▶ Material provided
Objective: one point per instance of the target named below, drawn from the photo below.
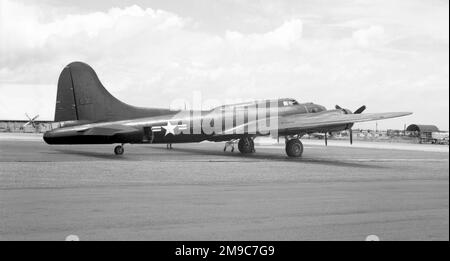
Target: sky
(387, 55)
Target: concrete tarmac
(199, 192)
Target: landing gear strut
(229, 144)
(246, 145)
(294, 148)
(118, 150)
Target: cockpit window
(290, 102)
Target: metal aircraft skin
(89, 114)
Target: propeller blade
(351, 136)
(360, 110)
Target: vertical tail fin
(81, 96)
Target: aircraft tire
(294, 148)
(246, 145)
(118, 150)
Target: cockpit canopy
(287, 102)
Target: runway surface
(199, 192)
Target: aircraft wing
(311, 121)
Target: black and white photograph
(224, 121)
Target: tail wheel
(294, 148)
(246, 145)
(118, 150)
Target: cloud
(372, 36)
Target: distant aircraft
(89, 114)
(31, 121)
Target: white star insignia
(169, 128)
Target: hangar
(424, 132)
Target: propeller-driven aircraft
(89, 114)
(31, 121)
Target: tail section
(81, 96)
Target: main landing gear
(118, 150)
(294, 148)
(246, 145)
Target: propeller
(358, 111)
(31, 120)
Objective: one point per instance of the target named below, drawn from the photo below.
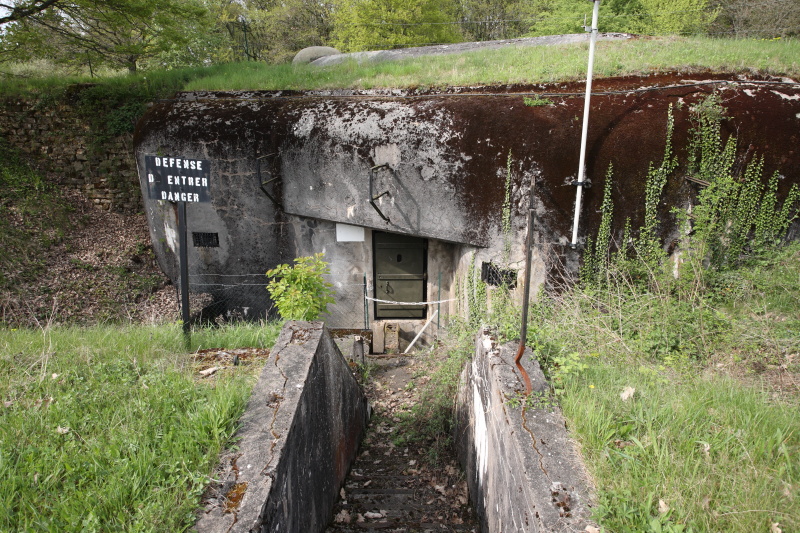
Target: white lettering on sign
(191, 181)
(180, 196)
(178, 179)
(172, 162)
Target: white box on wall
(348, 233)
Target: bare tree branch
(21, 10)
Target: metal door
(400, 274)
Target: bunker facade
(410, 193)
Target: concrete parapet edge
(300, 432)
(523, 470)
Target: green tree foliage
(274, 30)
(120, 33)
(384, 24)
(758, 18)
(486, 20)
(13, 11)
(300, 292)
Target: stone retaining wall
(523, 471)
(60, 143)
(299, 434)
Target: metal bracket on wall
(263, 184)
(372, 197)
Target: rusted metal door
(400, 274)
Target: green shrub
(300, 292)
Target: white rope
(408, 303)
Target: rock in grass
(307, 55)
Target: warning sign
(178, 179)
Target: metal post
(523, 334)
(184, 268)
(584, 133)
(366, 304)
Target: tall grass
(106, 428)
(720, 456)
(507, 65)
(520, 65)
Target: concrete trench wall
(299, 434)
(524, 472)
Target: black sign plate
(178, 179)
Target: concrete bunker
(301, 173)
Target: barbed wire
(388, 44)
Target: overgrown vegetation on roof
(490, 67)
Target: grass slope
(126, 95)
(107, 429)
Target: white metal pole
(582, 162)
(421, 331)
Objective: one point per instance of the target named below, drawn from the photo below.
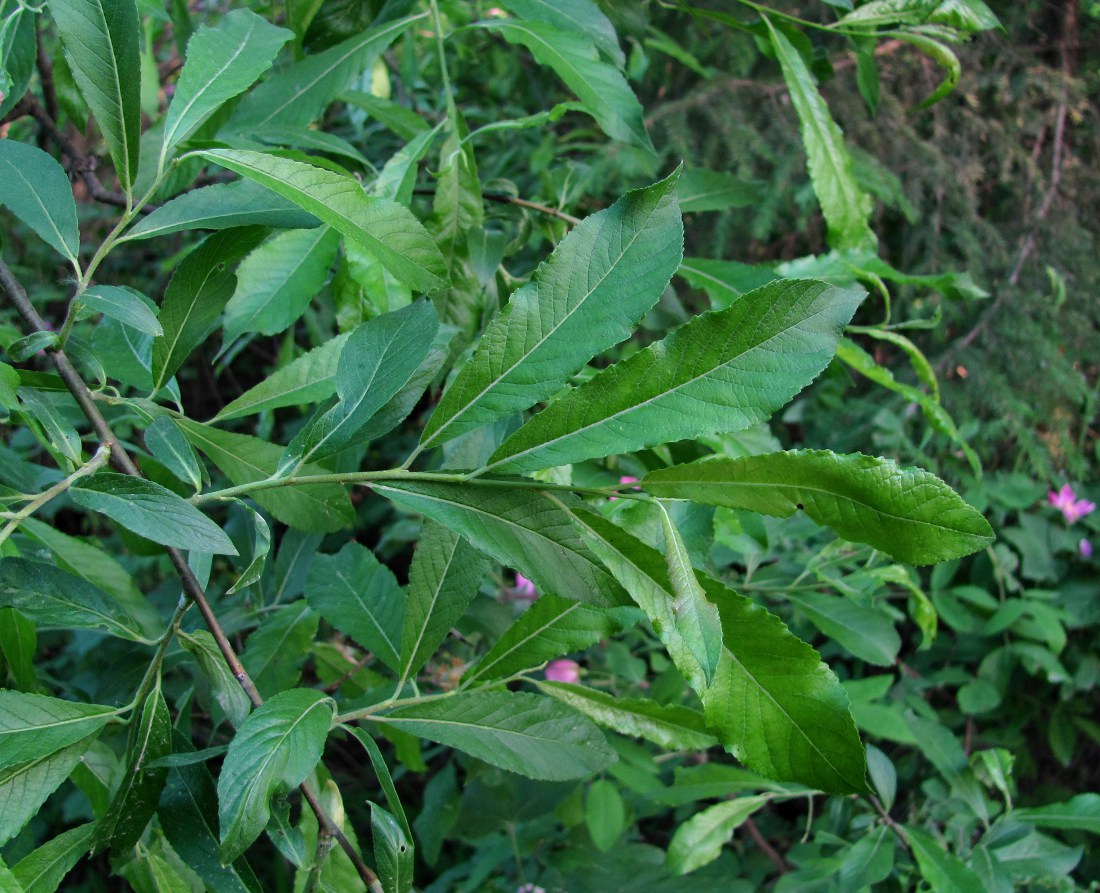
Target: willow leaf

==

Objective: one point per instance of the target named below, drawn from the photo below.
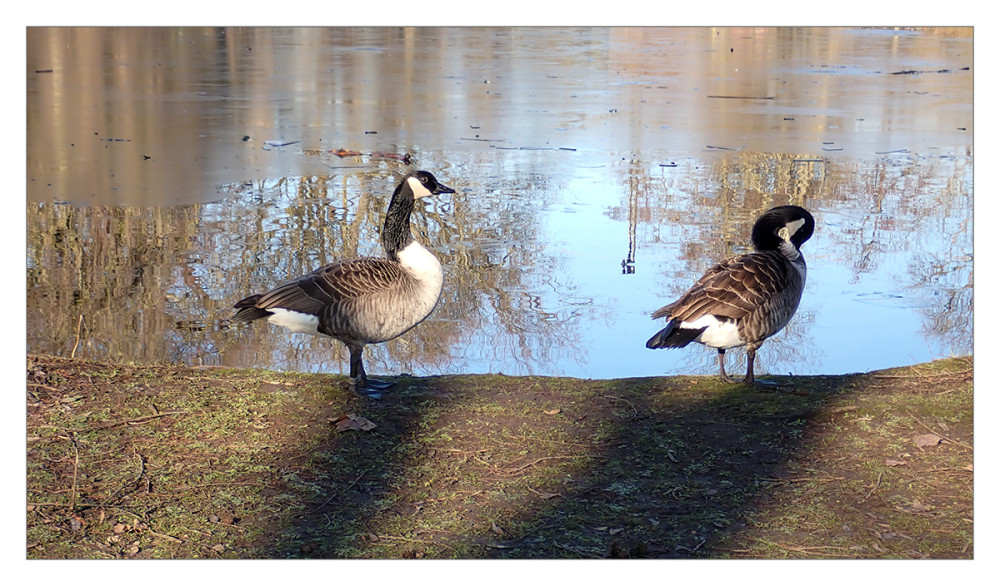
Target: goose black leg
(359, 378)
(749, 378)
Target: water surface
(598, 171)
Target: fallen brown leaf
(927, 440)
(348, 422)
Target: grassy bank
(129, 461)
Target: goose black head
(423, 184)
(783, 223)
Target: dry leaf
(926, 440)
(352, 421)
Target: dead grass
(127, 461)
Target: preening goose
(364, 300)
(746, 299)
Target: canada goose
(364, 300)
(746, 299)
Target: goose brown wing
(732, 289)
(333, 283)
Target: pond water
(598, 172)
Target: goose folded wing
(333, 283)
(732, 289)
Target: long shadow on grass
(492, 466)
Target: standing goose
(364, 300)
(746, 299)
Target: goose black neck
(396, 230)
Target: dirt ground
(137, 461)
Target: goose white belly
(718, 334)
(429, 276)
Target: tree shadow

▶ Instructions for the task
Start with the line above that contains "Target: dirt ground" and stop after the line that contains "Target: tree shadow". Output those lines exactly, and only those.

▶ Answer section
Target: dirt ground
(137, 461)
Target: goose white belly
(718, 334)
(429, 276)
Target: tree shadow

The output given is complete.